### Selected excerpt
=== Begin Enclosure ===

The Virginia Senate on Tuesday approved four LGBTQ rights bills.
Senate Bill 245, which state Sen. Scott Surovell (D-Fairfax County) introduced, would prohibit any health care provider or counselor in Virginia from practicing so-called conversion therapy. The measure passed by a 20-18 vote margin.
“We’re thrilled to see the Virginia Senate pass this bill protecting LGBTQ youth from this harmful practice,” Equality Virginia Executive Director Vee Lamneck told the Washington Blade during a telephone call.
Previous versions of the bill have been introduced since 2016, but consistently failed to pass the Senate.
The Senate also passed Senate Bill 161, a measure sponsored by state Sen. Jennifer Boysko (D-Fairfax County) that would require school boards to adopt policies to ensure transgender students have equal access to school facilities and appropriate ID cards. SB 161 would also address harassment.
The measure passed by a 24-15 vote margin.
“Today, the Virginia Senate clearly demonstrated their commitment to ensuring that Virginia’s public schools are equipped to support all students with an equal education, including transgender students,” said Lamneck.
The Senate on Tuesday approved Senate Bill 657, a bill introduced by Boysko that would allow trans Virginias to update their name and sex on their birth certificate, by a 24-15 vote margin. Senate Bill 17, a measure introduced by state Sen. Adam Ebbin (D-Alexandria) that would repeal Virginia’s statutory same-sex marriage ban, passed by a 25-13 vote margin.

=== End Enclosure ===

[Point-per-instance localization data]
=== Begin Enclosure ===

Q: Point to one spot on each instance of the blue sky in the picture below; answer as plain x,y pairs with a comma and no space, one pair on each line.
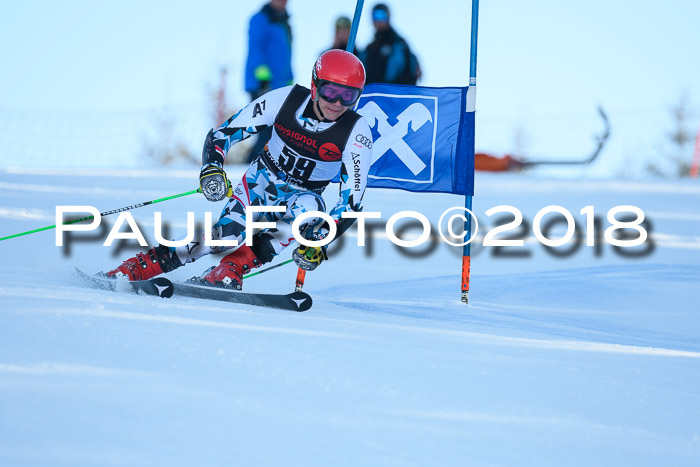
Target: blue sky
543,66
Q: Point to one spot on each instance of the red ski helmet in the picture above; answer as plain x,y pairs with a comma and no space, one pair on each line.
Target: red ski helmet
340,68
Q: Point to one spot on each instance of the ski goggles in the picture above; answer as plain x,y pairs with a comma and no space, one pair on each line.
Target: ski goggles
332,92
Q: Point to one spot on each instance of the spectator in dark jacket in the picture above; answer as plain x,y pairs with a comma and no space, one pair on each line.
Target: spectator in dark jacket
269,64
388,59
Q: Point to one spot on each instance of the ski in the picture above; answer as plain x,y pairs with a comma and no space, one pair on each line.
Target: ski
162,287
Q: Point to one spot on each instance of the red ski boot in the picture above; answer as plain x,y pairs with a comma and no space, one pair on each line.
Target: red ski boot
229,273
144,266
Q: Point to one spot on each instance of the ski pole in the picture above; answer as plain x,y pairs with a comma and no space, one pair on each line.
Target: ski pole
106,213
301,275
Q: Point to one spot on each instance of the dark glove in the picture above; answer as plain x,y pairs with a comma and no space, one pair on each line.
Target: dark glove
213,183
309,257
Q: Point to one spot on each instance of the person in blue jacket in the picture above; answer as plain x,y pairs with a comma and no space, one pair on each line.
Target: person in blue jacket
269,63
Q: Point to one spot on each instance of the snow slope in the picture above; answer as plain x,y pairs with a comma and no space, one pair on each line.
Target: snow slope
590,358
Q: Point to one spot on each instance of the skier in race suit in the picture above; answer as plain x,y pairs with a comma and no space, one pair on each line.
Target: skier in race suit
315,137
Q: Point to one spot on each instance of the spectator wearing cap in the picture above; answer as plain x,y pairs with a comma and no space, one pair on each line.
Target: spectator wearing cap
388,58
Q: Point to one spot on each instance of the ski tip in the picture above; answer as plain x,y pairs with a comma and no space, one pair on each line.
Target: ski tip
302,300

=== End Enclosure ===

### What you need to do
a. Answer each question from the article on the Virginia Senate's LGBTQ rights bills, one per line:
(i) By what vote margin did Senate Bill 245 pass?
(ii) Which senator sponsored Senate Bill 161?
(iii) What would Senate Bill 17 repeal?
b. Set down the stretch of the Virginia Senate bills article from "Previous versions of" through "passed by a 24-15 vote margin." word for word.
c. Write the next part of the article on the Virginia Senate's LGBTQ rights bills, picking up after its final sentence.
These records were taken from a separate source and have no connection to the text above them.

### Results
a.
(i) 20-18
(ii) State Sen. Jennifer Boysko (D-Fairfax County)
(iii) Virginia's statutory same-sex marriage ban

b.
Previous versions of the bill have been introduced since 2016, but consistently failed to pass the Senate.
The Senate also passed Senate Bill 161, a measure sponsored by state Sen. Jennifer Boysko (D-Fairfax County) that would require school boards to adopt policies to ensure transgender students have equal access to school facilities and appropriate ID cards. SB 161 would also address harassment.
The measure passed by a 24-15 vote margin.

c.
Equality Virginia: Majority of Virginians support nondiscrimination bill
The Senate General Laws Committee on Wednesday will hear testimony on Senate Bill 868, a bill known as the Virginia Values Act that would add sexual orientation and gender identity to the state’s nondiscrimination laws.
Ebbin and state Del. Mark Sickles (D-Fairfax County), who are both openly gay, introduced versions of the Virginia Values Act in the Senate and the Virginia House of Delegates.
“It’s extremely troubling that Virginians are fired from their jobs, evicted from their homes, and turned away from places like restaurants, shops and even doctor’s offices because they’re LGBTQ,” said Lamneck. “The Virginia Values Act modernizes existing Virginia law to protect LGBTQ people from discrimination in their daily lives.”
Twenty-five states prohibit discrimination based on sexual orientation, and 21 states prohibit it based on gender identity.
“This legislation creates a critical update to Virginia law and sends a clear message that the commonwealth is a safe and welcoming place for all people,” said James Parrish, director of the Virginia Values Coalition, a group of local and national LGBTQ organizations that support the Virginia Values Act.
Governor Ralph Northam, House Speaker Eileen Filler-Corn (D-Fairfax County and Senate Majority Leader Dick Saslaw (D-Fairfax County) all support the bill. Democrats have made it a top priority for the 2020 legislative session.
“Passing nondiscrimination protections for LGBTQ Virginians has overwhelming support among voters,” Lamneck said, noting 78 percent of Virginians support these protections in the workplace as well.